OPDRACHTEN ::
1. Herhaal letterlijk het deel van het opiniestuk over de kerk dat begint bij "Het staat er" en doorloopt tot en met "seculiere kant op.".
2. Noem alle aardrijkskundige gebieden die het opiniestuk over de kerk bij naam vermeldt.
3. Vat het opiniestuk over de kerk samen in twee zinnen.

TEKSTFRAGMENT ::
##############################

Opinie

Liefdedienst voor zondige mensen

Het staat er niet goed voor met 
de kerk in West-Europa. Statistieken spreken boekdelen. In Nederland wordt er elke week een kerk gesloten. In 1909 was meer dan 95 procent van alle mensen lid van een kerk. Een eeuw later geldt dat nog slechts voor een minderheid.

Ds. W. Visscher
27 February 2012 11:14Gewijzigd op 14 November 2020 19:35

We leven in een seculiere samenleving met een min of meer seculiere overheid. Alleen in bepaalde gebieden, zoals de biblebelt, valt het nog een beetje mee. Elders gaat het in ons land steeds verder en steeds sneller de seculiere kant op.

Intern laten de kerken over het algemeen ook geen rooskleurig beeld zien. In de grote Nederlandse kerkgenootschappen is er veel aan de hand rond het belijden der kerk. Het feit dat er predikanten zijn die niet in God geloven, maar ondertussen gewoon kunnen blijven preken en schrijven, zegt genoeg.

De kleinere kerken vertonen evenmin een bemoedigende aanblik. Elke kerk heeft zijn eigen problemen. Daarnaast neemt de onderlinge polarisatie eerder toe dan af. Kennelijk vormen de grote maatschappelijke veranderingen geen aanleiding voor bezinning of heroriëntatie.

##############################

GEGEVENSRIJEN ::

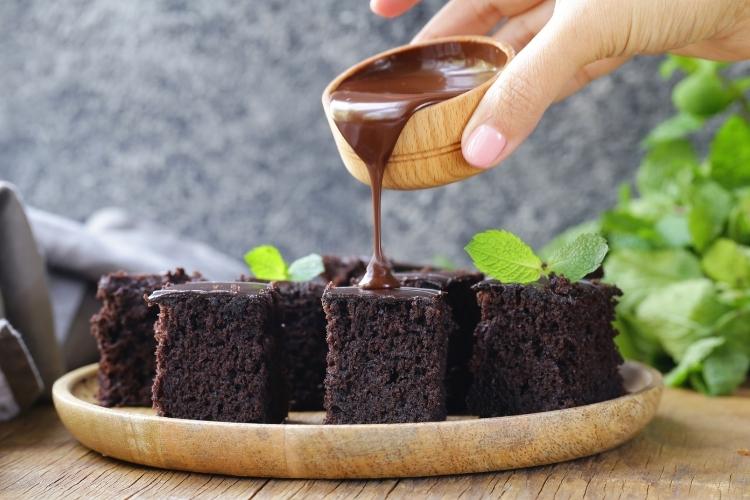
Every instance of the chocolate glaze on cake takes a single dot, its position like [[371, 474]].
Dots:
[[124, 332], [386, 355], [464, 310], [219, 353], [544, 346]]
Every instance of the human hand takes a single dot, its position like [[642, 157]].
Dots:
[[564, 45]]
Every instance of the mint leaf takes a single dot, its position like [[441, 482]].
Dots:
[[739, 219], [674, 231], [504, 256], [266, 263], [728, 262], [639, 273], [724, 370], [729, 154], [680, 314], [306, 268], [691, 361], [676, 127], [580, 257], [667, 169], [710, 205], [566, 237], [702, 94]]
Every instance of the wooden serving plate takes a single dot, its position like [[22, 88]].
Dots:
[[304, 448]]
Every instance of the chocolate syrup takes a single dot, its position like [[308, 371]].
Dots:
[[371, 107]]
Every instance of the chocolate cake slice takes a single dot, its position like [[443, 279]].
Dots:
[[386, 355], [218, 354], [304, 330], [124, 332], [544, 346], [465, 313]]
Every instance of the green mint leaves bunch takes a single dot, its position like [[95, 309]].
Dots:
[[267, 263], [505, 257], [680, 248]]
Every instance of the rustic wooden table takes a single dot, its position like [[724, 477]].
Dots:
[[697, 447]]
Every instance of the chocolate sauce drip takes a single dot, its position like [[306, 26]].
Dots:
[[371, 107], [404, 291]]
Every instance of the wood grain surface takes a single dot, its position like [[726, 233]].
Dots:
[[304, 448], [696, 447], [428, 151]]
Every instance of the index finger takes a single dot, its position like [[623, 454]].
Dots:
[[391, 8], [471, 17]]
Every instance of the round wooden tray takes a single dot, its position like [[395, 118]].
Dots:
[[304, 448]]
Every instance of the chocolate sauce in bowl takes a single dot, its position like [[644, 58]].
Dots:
[[371, 108]]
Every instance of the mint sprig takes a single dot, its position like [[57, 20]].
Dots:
[[505, 257], [267, 263]]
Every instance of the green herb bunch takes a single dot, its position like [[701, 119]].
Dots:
[[267, 263], [680, 249], [504, 256]]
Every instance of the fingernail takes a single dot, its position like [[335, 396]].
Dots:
[[484, 146]]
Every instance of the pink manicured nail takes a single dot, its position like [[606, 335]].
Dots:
[[483, 147]]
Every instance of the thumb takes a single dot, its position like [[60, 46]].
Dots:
[[526, 87]]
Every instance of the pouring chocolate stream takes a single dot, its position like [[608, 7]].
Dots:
[[371, 108]]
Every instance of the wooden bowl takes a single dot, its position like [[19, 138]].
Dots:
[[303, 448], [428, 151]]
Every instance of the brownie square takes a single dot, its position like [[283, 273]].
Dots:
[[544, 346], [464, 310], [386, 355], [124, 332], [218, 354], [304, 330]]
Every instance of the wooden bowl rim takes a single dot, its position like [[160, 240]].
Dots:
[[62, 394], [504, 48]]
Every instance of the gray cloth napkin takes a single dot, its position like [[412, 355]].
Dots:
[[49, 267]]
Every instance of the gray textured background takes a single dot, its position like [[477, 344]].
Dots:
[[206, 116]]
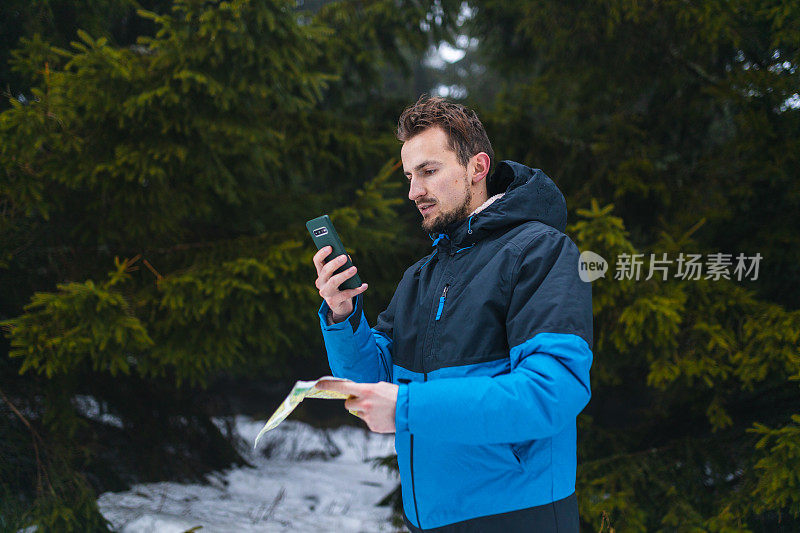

##############################

ANTWOORDEN ::
1.
Het staat er niet goed voor met 
de kerk in West-Europa. Statistieken spreken boekdelen. In Nederland wordt er elke week een kerk gesloten. In 1909 was meer dan 95 procent van alle mensen lid van een kerk. Een eeuw later geldt dat nog slechts voor een minderheid.

Ds. W. Visscher
27 February 2012 11:14Gewijzigd op 14 November 2020 19:35

We leven in een seculiere samenleving met een min of meer seculiere overheid. Alleen in bepaalde gebieden, zoals de biblebelt, valt het nog een beetje mee. Elders gaat het in ons land steeds verder en steeds sneller de seculiere kant op.

2. West-Europa, Nederland, de biblebelt

3. Het gaat slecht met de kerk in West-Europa: in Nederland sluit elke week een kerk, en waar in 1909 meer dan 95 procent van de mensen lid was, is dat een eeuw later nog maar een minderheid. Ook intern bieden de kerken geen rooskleurig beeld, want in de grote kerkgenootschappen zijn er predikanten die niet in God geloven, terwijl de kleinere kerken met eigen problemen en toenemende polarisatie kampen.